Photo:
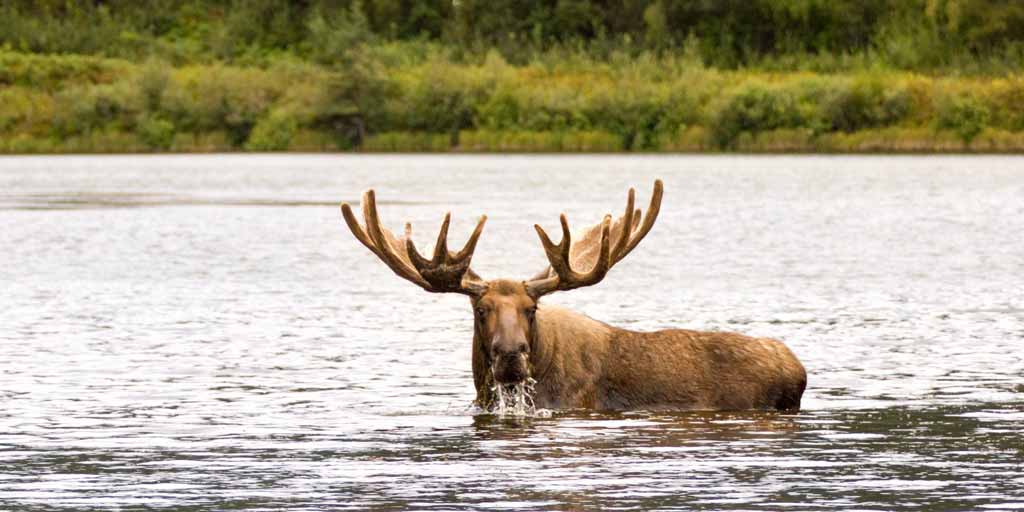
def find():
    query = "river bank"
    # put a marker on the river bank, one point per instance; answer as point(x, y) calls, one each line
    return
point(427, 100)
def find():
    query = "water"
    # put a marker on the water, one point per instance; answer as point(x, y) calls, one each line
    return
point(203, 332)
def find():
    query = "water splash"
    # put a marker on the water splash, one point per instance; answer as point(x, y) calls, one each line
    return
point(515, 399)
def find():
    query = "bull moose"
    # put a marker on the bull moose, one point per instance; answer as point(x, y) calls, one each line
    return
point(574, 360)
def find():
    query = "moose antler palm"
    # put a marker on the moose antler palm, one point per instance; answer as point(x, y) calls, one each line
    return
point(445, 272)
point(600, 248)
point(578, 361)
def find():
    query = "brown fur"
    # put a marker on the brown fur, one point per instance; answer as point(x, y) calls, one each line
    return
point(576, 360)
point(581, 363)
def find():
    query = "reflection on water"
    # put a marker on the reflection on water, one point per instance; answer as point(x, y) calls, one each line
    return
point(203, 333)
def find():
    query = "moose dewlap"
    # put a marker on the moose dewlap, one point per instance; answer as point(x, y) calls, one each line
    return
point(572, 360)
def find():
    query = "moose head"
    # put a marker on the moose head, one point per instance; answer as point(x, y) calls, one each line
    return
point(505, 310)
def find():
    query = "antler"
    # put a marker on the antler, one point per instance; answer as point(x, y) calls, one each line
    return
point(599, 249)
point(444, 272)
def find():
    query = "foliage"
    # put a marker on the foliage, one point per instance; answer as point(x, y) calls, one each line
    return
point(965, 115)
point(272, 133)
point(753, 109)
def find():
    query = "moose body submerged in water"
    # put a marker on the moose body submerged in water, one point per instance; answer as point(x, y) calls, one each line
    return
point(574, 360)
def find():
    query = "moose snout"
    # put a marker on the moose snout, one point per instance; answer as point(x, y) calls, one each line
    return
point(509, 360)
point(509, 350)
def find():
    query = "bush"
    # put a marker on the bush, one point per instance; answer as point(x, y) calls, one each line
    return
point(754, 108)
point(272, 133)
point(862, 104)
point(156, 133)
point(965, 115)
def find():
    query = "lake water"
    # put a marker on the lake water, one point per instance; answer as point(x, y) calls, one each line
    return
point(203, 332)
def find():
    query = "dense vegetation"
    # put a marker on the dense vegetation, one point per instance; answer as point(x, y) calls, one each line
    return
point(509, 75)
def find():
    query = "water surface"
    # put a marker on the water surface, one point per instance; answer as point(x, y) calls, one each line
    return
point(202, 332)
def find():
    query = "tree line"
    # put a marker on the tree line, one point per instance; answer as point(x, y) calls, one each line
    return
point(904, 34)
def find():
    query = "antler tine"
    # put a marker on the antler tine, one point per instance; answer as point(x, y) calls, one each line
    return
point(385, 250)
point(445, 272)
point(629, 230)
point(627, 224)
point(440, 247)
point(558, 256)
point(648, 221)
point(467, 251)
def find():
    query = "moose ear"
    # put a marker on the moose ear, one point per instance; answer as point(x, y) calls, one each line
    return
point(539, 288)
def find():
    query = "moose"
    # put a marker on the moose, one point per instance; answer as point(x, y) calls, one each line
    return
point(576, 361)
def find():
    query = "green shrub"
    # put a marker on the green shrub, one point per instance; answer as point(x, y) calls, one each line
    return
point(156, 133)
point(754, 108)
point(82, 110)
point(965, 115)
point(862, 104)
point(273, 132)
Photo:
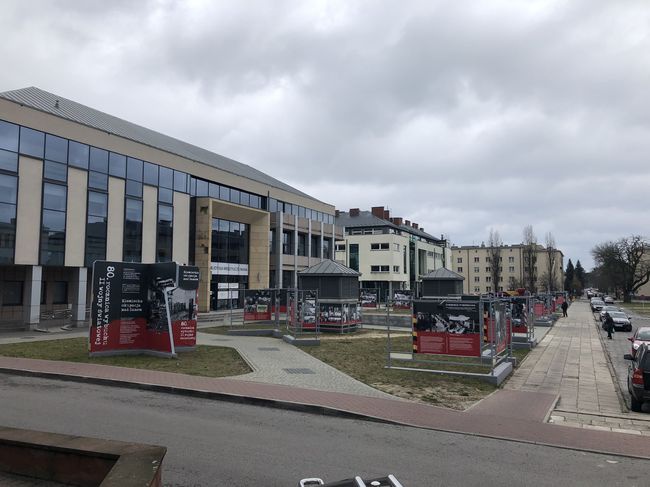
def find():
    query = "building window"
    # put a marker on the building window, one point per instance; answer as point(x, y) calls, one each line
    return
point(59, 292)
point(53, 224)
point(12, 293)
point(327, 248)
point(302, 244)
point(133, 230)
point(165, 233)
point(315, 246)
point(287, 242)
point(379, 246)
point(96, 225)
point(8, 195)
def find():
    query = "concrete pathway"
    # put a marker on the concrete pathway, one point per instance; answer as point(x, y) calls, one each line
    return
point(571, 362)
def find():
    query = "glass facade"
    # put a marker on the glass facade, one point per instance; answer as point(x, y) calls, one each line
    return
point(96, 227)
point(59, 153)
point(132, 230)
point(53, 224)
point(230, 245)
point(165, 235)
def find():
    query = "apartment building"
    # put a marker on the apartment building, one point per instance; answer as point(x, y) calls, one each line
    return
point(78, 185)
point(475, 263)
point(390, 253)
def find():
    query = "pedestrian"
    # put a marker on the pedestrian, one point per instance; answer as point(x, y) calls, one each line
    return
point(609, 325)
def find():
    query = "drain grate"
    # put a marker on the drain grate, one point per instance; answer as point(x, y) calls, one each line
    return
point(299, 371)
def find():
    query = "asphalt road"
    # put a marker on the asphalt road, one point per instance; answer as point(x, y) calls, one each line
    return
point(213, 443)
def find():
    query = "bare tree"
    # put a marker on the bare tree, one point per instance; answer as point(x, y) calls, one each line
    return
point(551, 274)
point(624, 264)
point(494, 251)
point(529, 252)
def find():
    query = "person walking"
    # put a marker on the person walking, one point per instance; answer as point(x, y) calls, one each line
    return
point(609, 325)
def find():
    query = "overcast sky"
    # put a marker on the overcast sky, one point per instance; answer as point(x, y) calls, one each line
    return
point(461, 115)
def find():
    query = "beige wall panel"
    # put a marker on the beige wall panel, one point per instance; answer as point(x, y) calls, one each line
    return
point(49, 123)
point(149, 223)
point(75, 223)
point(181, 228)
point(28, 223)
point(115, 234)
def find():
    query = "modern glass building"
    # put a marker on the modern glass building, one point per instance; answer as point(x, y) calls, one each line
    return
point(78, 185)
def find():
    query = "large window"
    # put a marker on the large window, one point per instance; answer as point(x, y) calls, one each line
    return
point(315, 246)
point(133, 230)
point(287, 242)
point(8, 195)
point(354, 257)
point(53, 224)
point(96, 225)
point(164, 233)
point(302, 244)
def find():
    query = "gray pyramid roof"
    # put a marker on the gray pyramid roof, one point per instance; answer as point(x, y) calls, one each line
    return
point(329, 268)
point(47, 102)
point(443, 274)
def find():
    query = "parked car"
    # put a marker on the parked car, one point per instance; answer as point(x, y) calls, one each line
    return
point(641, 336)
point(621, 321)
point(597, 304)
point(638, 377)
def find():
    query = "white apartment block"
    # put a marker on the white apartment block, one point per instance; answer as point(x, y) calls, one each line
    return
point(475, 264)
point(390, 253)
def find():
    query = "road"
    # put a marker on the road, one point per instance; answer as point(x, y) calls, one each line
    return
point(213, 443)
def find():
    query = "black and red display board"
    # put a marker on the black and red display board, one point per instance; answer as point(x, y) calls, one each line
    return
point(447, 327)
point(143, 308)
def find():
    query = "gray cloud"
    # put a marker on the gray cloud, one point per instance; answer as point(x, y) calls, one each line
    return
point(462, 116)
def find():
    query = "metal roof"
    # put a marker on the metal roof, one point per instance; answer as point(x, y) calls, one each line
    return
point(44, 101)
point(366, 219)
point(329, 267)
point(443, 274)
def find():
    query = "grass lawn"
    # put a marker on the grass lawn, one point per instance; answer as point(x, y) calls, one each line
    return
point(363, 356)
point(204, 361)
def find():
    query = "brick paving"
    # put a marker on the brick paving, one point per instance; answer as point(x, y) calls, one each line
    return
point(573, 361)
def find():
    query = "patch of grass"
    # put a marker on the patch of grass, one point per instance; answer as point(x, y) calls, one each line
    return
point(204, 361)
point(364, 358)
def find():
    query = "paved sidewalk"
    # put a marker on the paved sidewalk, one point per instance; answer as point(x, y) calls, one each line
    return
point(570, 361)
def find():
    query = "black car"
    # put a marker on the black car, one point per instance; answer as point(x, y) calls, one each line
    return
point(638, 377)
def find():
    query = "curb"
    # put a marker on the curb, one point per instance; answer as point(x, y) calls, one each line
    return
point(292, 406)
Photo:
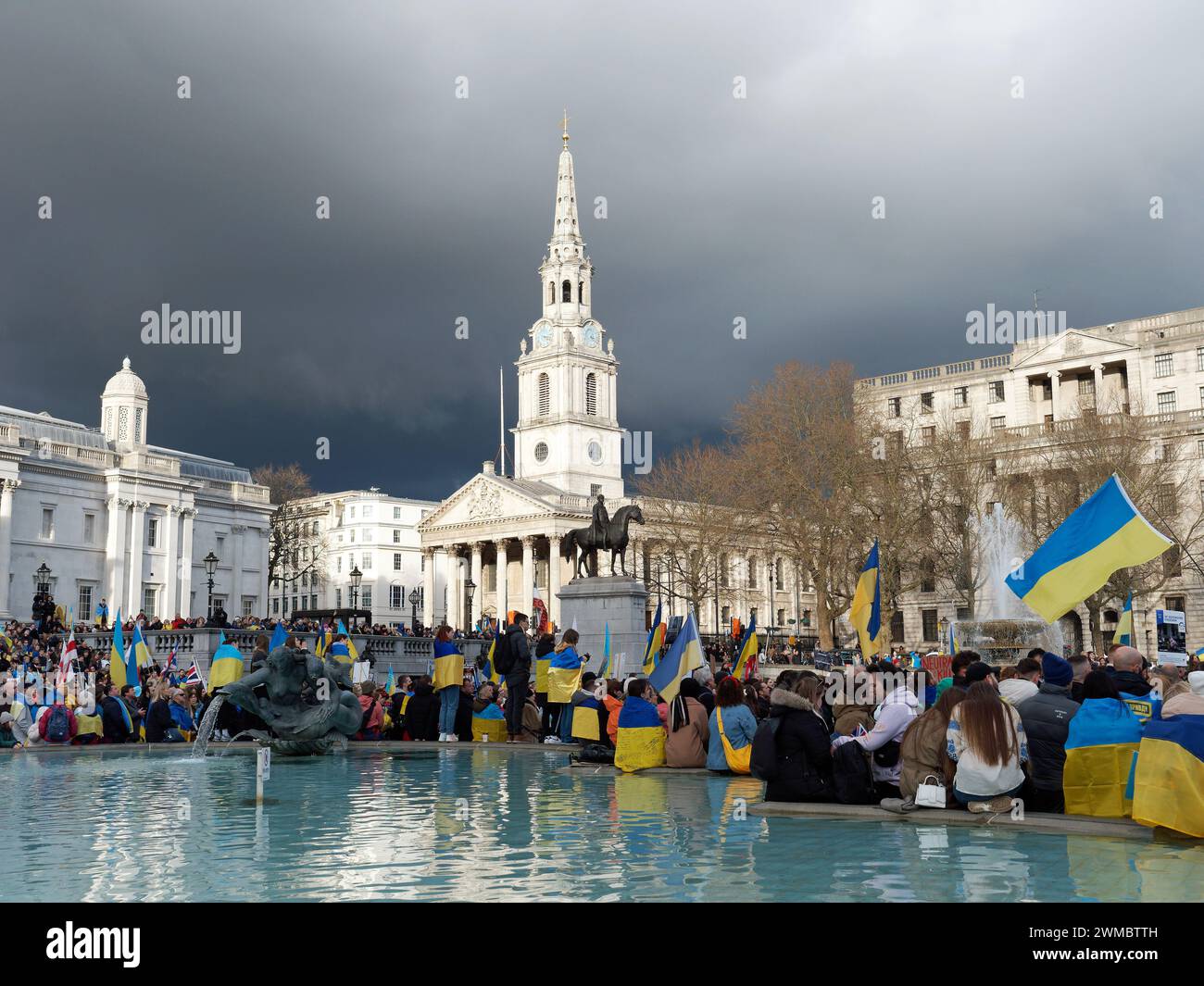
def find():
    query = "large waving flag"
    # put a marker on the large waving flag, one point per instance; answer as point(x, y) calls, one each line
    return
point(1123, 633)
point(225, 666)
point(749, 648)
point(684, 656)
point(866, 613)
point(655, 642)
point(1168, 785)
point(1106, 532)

━━━━━━

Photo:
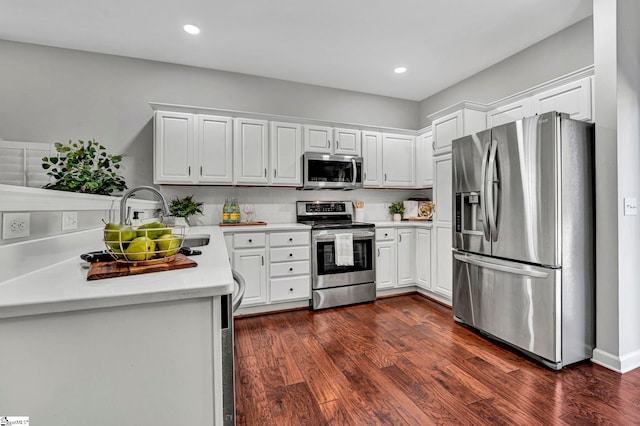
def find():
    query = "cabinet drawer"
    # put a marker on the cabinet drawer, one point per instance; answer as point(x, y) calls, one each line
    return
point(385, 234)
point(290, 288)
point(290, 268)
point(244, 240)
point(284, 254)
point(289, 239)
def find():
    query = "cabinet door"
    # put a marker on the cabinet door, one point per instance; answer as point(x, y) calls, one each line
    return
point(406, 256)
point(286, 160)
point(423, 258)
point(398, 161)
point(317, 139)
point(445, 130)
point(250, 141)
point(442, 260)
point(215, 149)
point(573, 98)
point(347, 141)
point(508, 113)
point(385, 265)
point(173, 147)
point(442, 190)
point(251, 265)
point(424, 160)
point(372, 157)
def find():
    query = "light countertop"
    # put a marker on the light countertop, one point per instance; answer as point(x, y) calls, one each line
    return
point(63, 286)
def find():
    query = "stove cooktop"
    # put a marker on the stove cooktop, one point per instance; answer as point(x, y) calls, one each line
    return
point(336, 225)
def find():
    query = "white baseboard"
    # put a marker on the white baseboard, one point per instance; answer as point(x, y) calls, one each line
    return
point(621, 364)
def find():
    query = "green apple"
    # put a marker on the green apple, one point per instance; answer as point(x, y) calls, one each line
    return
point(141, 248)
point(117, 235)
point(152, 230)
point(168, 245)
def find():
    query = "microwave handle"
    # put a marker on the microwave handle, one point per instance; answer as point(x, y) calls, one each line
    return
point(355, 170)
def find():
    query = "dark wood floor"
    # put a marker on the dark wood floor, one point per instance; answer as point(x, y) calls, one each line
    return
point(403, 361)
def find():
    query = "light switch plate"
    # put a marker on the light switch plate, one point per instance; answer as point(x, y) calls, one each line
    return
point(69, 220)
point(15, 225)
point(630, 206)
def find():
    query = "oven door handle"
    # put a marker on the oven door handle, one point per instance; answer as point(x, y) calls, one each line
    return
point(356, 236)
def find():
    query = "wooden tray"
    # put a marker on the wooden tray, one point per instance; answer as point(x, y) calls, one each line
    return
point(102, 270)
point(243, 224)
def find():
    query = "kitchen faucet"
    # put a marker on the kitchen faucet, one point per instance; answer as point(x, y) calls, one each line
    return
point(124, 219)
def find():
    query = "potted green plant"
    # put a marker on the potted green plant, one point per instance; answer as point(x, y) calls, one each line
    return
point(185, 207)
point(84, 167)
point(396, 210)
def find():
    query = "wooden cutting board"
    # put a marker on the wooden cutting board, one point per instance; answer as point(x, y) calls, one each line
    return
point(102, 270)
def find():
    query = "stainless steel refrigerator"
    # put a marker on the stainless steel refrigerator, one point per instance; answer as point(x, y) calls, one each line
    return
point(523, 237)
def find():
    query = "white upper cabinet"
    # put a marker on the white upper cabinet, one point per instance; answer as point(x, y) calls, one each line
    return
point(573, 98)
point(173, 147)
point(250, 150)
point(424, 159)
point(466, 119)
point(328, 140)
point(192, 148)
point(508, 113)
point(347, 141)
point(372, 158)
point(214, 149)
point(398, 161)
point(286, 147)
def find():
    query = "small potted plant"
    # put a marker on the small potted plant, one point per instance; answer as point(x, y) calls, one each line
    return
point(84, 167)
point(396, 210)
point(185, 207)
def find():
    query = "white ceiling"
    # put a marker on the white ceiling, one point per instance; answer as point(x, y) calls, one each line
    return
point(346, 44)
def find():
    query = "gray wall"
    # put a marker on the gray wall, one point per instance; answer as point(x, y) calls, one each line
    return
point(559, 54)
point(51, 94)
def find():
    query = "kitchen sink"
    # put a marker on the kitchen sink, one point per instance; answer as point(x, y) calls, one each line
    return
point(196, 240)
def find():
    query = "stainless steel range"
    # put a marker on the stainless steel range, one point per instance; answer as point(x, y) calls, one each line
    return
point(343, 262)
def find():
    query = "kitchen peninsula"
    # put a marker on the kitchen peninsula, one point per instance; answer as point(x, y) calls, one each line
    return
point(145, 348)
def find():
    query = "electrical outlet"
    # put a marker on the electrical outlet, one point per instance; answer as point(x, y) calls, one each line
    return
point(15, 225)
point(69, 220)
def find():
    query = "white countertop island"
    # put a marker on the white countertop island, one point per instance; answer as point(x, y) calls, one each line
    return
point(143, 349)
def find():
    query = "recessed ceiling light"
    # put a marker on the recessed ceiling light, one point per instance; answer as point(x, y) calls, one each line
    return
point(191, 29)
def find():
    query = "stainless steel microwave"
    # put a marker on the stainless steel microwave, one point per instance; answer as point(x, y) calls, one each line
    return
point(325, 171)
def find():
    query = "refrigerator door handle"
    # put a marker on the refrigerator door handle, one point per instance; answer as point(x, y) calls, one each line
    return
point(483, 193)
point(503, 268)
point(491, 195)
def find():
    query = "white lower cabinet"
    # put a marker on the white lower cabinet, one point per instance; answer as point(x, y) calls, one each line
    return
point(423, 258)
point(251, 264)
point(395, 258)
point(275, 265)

━━━━━━

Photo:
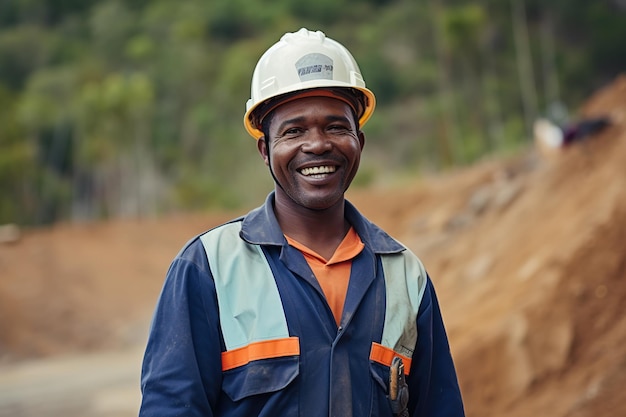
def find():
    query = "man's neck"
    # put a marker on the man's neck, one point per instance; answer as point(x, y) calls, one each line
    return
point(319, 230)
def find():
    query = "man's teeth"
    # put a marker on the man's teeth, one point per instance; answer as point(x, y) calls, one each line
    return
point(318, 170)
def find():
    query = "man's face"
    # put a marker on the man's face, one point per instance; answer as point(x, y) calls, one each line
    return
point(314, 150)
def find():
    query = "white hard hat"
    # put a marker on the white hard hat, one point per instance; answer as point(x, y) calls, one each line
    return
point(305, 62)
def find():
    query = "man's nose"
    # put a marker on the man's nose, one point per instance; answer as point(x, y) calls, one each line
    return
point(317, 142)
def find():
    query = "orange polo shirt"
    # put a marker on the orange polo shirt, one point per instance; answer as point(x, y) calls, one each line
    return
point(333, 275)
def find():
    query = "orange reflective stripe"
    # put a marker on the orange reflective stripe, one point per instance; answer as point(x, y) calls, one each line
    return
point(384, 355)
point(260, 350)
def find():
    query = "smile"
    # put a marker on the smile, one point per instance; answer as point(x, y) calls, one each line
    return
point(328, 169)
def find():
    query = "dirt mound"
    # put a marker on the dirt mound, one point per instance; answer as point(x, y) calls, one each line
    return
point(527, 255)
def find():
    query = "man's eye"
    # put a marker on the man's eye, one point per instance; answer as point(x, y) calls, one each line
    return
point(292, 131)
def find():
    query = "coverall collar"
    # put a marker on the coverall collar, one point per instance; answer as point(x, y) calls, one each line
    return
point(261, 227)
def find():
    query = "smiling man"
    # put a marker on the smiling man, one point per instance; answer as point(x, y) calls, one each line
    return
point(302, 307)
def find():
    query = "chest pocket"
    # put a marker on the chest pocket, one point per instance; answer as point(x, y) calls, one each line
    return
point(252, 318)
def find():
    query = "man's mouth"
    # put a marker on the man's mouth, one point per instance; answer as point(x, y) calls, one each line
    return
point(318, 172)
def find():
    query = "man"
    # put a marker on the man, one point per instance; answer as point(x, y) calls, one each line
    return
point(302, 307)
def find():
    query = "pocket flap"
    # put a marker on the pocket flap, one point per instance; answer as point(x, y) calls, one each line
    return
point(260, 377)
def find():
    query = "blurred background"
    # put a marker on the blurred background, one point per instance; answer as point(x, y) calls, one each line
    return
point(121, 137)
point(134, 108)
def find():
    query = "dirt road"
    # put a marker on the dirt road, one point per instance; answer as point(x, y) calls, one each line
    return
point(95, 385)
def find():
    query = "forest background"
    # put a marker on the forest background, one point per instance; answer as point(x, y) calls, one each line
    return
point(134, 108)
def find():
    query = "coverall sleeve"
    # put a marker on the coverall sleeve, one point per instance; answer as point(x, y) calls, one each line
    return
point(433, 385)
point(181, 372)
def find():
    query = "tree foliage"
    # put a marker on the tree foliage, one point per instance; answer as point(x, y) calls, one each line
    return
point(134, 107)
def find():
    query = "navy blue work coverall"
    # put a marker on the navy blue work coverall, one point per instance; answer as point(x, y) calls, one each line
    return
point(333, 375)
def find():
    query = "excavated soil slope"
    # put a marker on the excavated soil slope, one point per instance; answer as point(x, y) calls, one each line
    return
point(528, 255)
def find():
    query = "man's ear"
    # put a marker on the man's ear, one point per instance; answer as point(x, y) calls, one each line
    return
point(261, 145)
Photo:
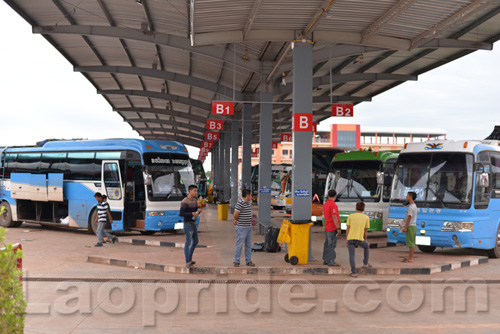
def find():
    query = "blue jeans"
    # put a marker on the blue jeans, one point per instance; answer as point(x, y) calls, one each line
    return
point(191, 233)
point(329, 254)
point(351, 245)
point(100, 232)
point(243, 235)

━━━━━━

TASK BRIEF: Identify every line in the records above that contains the word "sink", and copy each of those lines. Treat case as significant.

TASK OUTPUT:
    query = "kitchen sink"
    # put a marker on the kitchen sink, one point per instance; answer as point(x, y) calls, one each line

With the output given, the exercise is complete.